STATED TASK 1:
Identify every line in the records below that contains the string "bottom", and copy each of those lines in full.

══ GIVEN PASSAGE

# GMAT Day 8

Ok, so as it happens the last 2 days I have had too much work and was not able to do much (yesterday post is actually from 2 days back I think? I just forgot to post it and got saved as a draft. While I am between meetings I use prep4gmat app to learn verbal reasoning and so far I am really enjoying it and it is helping me quite a lot I would say. I definitely recomend that app .

## Geometry

At last… we get into… Geometry! For some reason I am not looking forward… so let’s re-wire the mind. Let’s enjoy it, let’s have fun, let’s be great at geometry, let’s go.

### Angles

Ok so went through the basics of angles on a line. Important learned the notation <ABC , this means the angle is coming from B.

Properties of lines easy no need to write .

### Triangles

- All angles add to 180 degree
- The longest side is opposite to the largest angle
- The shorter side is opposite the smallest angle
- Those two can be summarized as if a<b<c then A<B<C. This is important to really understand… so if one asks is angle x > than y is the same as asking is the opposite side to x larger than opposite side to y?
- The sum of the lengths of any two sides of a triangle must be greater than the third side. For example if sides are 3 and 7, what lenghts are possible for the third side? a positive number <10 and > 4 is the answer. (So any 3rd side has to be greater than abs(difference other two sides) and less than sum of other two sides.

Consider this question

This I am happy to solve correctly and quickly in < 1min. i knwo it’s easy but still… happy its working. Important to celebrate small victories XD!

### Assumptions

On GMAT all lines that seems straight are straight. However this doesn’t mean u can assume angles. So if it looks perpendicular doesn’t mean its perpendicular for example.

Can’t assume 2 lines are paralel because they look like.

Angles that appear on diagram are bigger than 0 degrees.

### Triangles isosceles / equilateral

2 sides are equal and the 2 angles opposite are equal too of course. If we know 1 angle, we can always know the other 2 angles.

Equilateral has 3 equal sides and 3 angles same, so 60 degree each.

### Area of triangle

a = bh/2

**Area of equilateral triangle = (Root(3)*side^2)/4 **– I don’t like to memorize formulas but well, I guess I will have to.

Rule: Altitudes of equilateral and isosceles triangles always bisect the base

### Right and special triangles properties

Hypotenuse is longest side (as it’s the one oposite of the 90 degree angle which will always be the largest angle in a right triangle).

════

STATED TASK 2:
Answer these questions using the GMAT study notes above:
(a) What app does the writer use between meetings to learn verbal reasoning?
(b) According to the notes, what does the notation <ABC mean about the angle?
(c) What formula do the notes give for the area of an equilateral triangle?

══ DATA SUPPLIED

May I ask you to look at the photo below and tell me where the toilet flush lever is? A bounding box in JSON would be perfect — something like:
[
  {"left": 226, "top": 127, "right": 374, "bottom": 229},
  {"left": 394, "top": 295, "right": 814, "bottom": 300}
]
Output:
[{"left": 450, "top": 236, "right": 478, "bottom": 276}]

════

ANSWER 1:
  {"left": 226, "top": 127, "right": 374, "bottom": 229},
  {"left": 394, "top": 295, "right": 814, "bottom": 300}
[{"left": 450, "top": 236, "right": 478, "bottom": 276}]

ANSWER 2:
(a) The prep4gmat app.
(b) The angle is coming from B.
(c) (Root(3)*side^2)/4